* Текст для чтения:
------------

Эти мои заметки навеяны темнотой. Причем темнотой не в духовном смысле, я надеюсь. Как всякий нормальный человек, я не склонен считать себя таким уж невежественным и полагаю, что если знаний не хватает, то это окупается наличием большой толики здравого смысла (вы встречали когда-нибудь человека, который признался бы, что ему недостает здравого смысла?). Так вот, эти заметки навеяны темнотой в буквальном смысле этого слова.
Разные мысли обуревали меня во тьме, когда я нажимал на разные включатели-выключатели и кнопки, и ни одно из этих чудес цивилизации не срабатывало. Свет упорно не желал появляться. А находился я в гостях в Мэриленде, то есть фактически в Вашингтоне, всего лишь в нескольких минутах ходьбы от одной из станций метро. В окна стучалась «Айрин», шел дождь. «Айрин» оказалась, как и предсказывали, коварной и свирепой, но все же особой лютостью не отличилась, и в том месте, где я находился, ничего страшного, к счастью, не произошло, никаких таких особых ужасов, которые обещало накануне телевидение. Но сейчас телевидение не работало, и я думал о том, почему самые разрушительные ураганы носят женские имена, и о том, как рождаются легенды.
Наверное, каждый раз по-разному, и у каждой легенды, как и у каждой книги, есть своя судьба. Не исключаю, что сегодняшние мальчики и девочки через много лет будут рассказывать своим внукам, как они в течение нескольких дней пережили землетрясение и ураган, подобных которым не было десятилетия, как в Нью-Йорке впервые за все время его существования был остановлен городской транспорт, и люди передвигались пешком. Совсем как в то время, когда была заключена самая выгодная и самая бессовестная сделка в истории человечества. Остров Манхэттен был куплен у доверчивых индейцев за сумму, эквивалентную нынешним 24 долларов. Но, естественно, не за доллары, потому что их тогда в природе не существовало, а за товары, за которые можно было бы выручить вышеназванную сумму. Среди этих товаров были старые одеяла и, как стыдливо говорят историки, женские панталоны невероятных размеров, которые приглянулись любимой женщине какого-то индейского вождя. Неплохая сделка, не правда ли, за разное старье целый тебе остров. Вот какие были нравы в те непросвещенные времена. Не знаю, сколько сейчас стоит квадратный дюйм на Манхэттене, наверное, больше, чем 24 доллара, заплаченных за всю территорию в целом.

------------

* Выдержка из данных:
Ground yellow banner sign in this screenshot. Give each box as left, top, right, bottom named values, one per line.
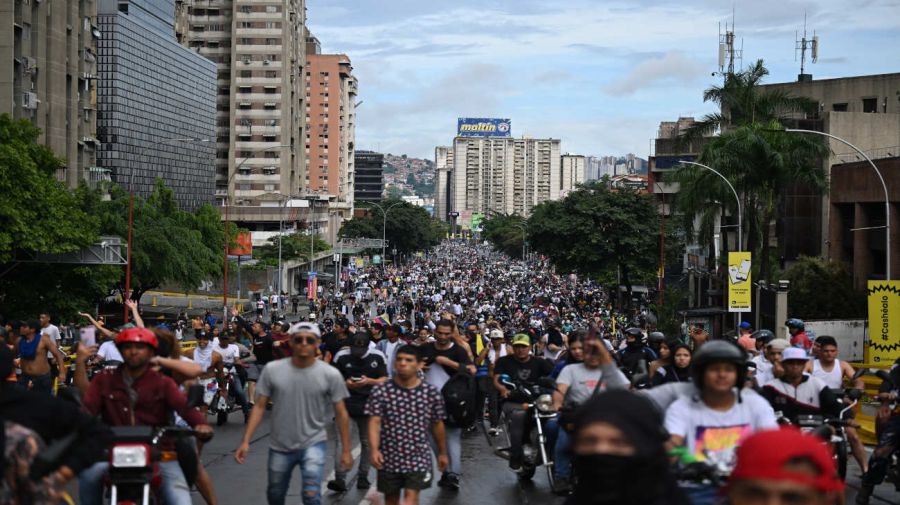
left=868, top=281, right=900, bottom=363
left=728, top=252, right=753, bottom=312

------------

* Что сделать:
**A.** Согласуются ли с текстом следующие утверждения: (i) автор находился в гостях в Мэриленде; (ii) ураган принес серьезные разрушения туда, где был автор; (iii) Манхэттен купили у индейцев за доллары? Для каждого ответьте «да» или «нет» и приведите решающие слова текста дословно.
**B.** Перепишите часть текста, которая начинается словами «Разные мысли обуревали» и заканчивается словами «как рождаются легенды.», заменив «дождь» на «ливень».
**C.** Какие товары, по тексту, были среди тех, что отдали индейцам за Манхэттен?
Отвечайте, опираясь только на текст.

* Ответы по заданиям:
**A.**
(i) Да: «А находился я в гостях в Мэриленде».
(ii) Нет: «в том месте, где я находился, ничего страшного, к счастью, не произошло».
(iii) Нет: «Но, естественно, не за доллары, потому что их тогда в природе не существовало».

**B.**
Разные мысли обуревали меня во тьме, когда я нажимал на разные включатели-выключатели и кнопки, и ни одно из этих чудес цивилизации не срабатывало. Свет упорно не желал появляться. А находился я в гостях в Мэриленде, то есть фактически в Вашингтоне, всего лишь в нескольких минутах ходьбы от одной из станций метро. В окна стучалась «Айрин», шел ливень. «Айрин» оказалась, как и предсказывали, коварной и свирепой, но все же особой лютостью не отличилась, и в том месте, где я находился, ничего страшного, к счастью, не произошло, никаких таких особых ужасов, которые обещало накануне телевидение. Но сейчас телевидение не работало, и я думал о том, почему самые разрушительные ураганы носят женские имена, и о том, как рождаются легенды.

**C.** Старые одеяла и женские панталоны невероятных размеров.